**Tugas yang Dikerjakan**
Kutip dengan tepat penggalan mulai dari "karena menurut masyarakat" sampai dengan "sekarang ini." dari bagian teks tentang perjalanan ke Gili Labak di bawah ini.

**Bagian Teks**
Zakerah Adventure:Road to Gili Labak |
Aku
dan tiga belas manusia merasakan debar yang sama di atas Sampan Kateran (sampan
nelayan Madura), di atas kedalaman laut yang maha itu kami harap-harap cemas,
karena takut jasad kami tak mencium daratan lagi. Hempas ombak sesekali menguji
adrenaline karena sampan kami
bergoyang eksotik tanpa henti. Ada yang baca sholawat, ada yang muntah liur,
ada yang pucat pasi termenung, bahkan ada salah satu teman sok tidur padahal
sulit memejamkan mata.
Iya,
kami memang mengarungi samudera sekarang, selama satu jam lebih, tanpa standarisasi
pengamanan mumpumi, tanpa alat keselamatan atau pelambung. Kami bergantung
pada-Nya dan awak kapal yang selalu berusaha mencairkan keadaan “tenang dik,
ini ombaknya stadium rendah kok.” Ujarnya, petuah-petuah itu dilantunkan
laksana kultum jum’at di atas lautan.
Kami
ingin ke Gili Labak. Iya, sebuah pulau mini yang kondang dengan julukan hiden
paradise “surga yang tersembunyi” di Desa Kombang, Kecamatan Talango, kabupaten
Sumenep. Sebuah pulau yang hanya sebesar lapangan sepak bola, sekitar 5 hektar, dengan 35 kepala keluarga itu ternyata menyimpan intan permata yang
puluhan tahun tidak tercium pecinta alam bahkan di blow up media. Sebuah pulau kecil, yang kalau mengitarinya memakan
waktu 30 menit dan kepulan asap dua batang rokok.
Dulunya, pulau ini bernama “pulau tikus”
karena menurut masyarakat di pulau ini merupakan sarang tikus. Namun, kini
pulau ini lebih dikenal dengan istilah Gili Labak, untuk menarik minat
pengunjung. Tak heran jika dahulu pulau ini masih belum jadi buah bibir seperti
sekarang ini.

**Materi yang Diambil**
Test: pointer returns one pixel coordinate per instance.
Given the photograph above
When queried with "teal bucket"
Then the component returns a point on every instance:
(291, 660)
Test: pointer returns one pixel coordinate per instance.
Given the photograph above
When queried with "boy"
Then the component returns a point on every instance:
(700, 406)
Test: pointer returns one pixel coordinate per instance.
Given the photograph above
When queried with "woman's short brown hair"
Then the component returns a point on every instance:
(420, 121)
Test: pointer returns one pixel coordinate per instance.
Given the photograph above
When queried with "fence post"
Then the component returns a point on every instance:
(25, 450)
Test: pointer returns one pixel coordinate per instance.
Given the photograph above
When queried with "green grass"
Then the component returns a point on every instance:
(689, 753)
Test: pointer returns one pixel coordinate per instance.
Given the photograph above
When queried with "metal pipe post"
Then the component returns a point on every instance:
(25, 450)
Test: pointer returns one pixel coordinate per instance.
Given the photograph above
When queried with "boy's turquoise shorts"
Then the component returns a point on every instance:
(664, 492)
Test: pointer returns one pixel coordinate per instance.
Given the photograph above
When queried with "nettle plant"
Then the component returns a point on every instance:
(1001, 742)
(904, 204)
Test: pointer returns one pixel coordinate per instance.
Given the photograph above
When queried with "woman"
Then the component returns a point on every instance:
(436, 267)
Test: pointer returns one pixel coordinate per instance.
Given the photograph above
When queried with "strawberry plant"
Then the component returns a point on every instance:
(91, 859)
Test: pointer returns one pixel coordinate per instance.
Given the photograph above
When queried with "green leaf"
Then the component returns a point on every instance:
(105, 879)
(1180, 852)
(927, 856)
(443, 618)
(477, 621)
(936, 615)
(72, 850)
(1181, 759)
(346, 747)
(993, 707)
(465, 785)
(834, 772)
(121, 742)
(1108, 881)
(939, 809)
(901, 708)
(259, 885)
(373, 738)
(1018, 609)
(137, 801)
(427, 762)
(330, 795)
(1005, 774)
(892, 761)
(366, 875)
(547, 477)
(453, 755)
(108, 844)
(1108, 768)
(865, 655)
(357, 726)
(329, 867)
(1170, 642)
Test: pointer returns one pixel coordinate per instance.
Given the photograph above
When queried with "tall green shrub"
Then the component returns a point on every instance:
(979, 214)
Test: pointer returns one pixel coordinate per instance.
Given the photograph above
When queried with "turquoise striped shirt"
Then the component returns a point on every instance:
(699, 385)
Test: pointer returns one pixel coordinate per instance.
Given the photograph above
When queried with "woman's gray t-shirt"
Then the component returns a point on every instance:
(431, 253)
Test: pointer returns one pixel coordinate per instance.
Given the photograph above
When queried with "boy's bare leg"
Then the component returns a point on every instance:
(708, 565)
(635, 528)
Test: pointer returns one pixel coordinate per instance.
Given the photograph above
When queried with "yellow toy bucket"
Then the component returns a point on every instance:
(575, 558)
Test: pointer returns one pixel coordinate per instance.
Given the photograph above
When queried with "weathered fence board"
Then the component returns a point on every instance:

**Jawaban Tugas**
karena menurut masyarakat di pulau ini merupakan sarang tikus. Namun, kini
pulau ini lebih dikenal dengan istilah Gili Labak, untuk menarik minat
pengunjung. Tak heran jika dahulu pulau ini masih belum jadi buah bibir seperti
sekarang ini.